TASK INSTRUCTIONS: Copy the material below word for word, from the line containing "sky in the photo above." through the line containing "fingers in the photo above.", and include nothing else.

INPUT:

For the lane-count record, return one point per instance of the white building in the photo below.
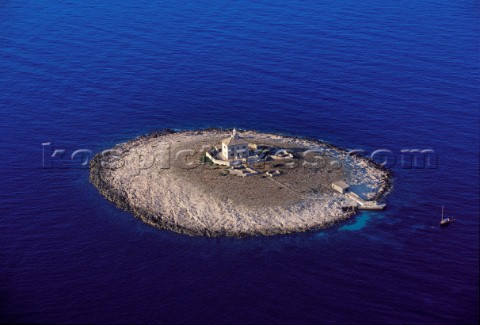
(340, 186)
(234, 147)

---

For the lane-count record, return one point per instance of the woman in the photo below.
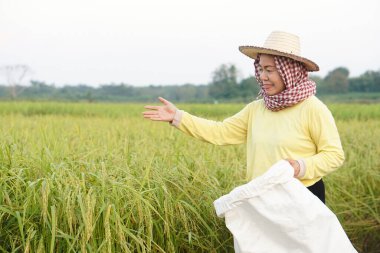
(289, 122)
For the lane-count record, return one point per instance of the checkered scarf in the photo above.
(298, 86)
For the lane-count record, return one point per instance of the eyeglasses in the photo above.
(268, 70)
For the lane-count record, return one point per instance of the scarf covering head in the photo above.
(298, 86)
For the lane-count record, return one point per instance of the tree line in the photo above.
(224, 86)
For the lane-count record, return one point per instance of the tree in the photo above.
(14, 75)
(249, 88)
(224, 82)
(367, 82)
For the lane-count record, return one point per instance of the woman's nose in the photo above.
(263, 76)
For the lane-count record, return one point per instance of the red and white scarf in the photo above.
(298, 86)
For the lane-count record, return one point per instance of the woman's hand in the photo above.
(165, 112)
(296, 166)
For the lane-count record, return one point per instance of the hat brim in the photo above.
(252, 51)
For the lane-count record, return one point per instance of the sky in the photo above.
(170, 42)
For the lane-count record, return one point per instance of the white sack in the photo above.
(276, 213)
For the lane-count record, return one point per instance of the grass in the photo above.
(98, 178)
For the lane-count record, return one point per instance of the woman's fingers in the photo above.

TASK OUTPUT:
For the lane-count record, return one point per instance of the sky in the photo above.
(170, 42)
For the lane-count record, return one point per instance of the white sack in the photo above.
(276, 213)
For the lane-count record, return one point per instance of the grass in the photo above.
(98, 178)
For the lane-count record, return one point per instance of the woman's fingers in the photo above.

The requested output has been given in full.